# Text to read start
Connect with us

Economy

Petrol Subsidy Rises as NNPC Increases Imports by 34%

Published

on

oil rig - Investors King
  • Petrol Subsidy Rises as NNPC Increases Imports by 34%

The Nigerian National Petroleum Corporation has spent more on petrol subsidy this year than it did last year on the back of increased imports and the rally in crude oil prices, ’FEMI ASU writes

The nation imported a total of 15.21 million litres of petrol in the first nine months of this year, up from the 11.33 million litres imported in the same period in 2017.

The NNPC has been the sole importer of petrol into the country for more than a year as private oil marketers stopped importation due to a shortage of foreign exchange and increase in crude oil prices, which made the landing cost of the product higher than the official pump price of N145 per litre.

PMS import, which averaged 56.5 million litres per day in January, jumped to a high of 86.4 million lpd in February, according to data obtained by our correspondent from the Pipelines and Product Marketing Company, a subsidiary of the NNPC.

It stood at 66.8 million lpd in March, 70.7 million lpd in April, 36.7 million lpd in May, and 34.5 million lpd in June. It was 36.5 million lpd in July, 58.4 million lpd in August, and 57.8 million lpd in September.
# Text to read end
- _Set of tasks_:
[a] In the petrol subsidy article, name every month in which average petrol imports were below 40 million litres per day.
[b] What official pump price per litre for petrol does the petrol subsidy article give?
[c] Print the part of the petrol subsidy article starting with "The nation imported" and going on through "of the NNPC.".
The listing after this sentence plays no role in any of this work.
# Collected data start
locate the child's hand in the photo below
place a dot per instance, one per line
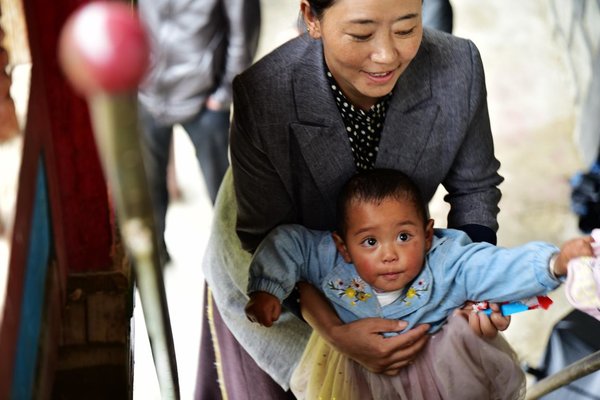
(580, 247)
(263, 308)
# Collected data end
- _Task responses_:
[a] May, June, July

[b] N145 per litre.

[c]
The nation imported a total of 15.21 million litres of petrol in the first nine months of this year, up from the 11.33 million litres imported in the same period in 2017.

The NNPC has been the sole importer of petrol into the country for more than a year as private oil marketers stopped importation due to a shortage of foreign exchange and increase in crude oil prices, which made the landing cost of the product higher than the official pump price of N145 per litre.

PMS import, which averaged 56.5 million litres per day in January, jumped to a high of 86.4 million lpd in February, according to data obtained by our correspondent from the Pipelines and Product Marketing Company, a subsidiary of the NNPC.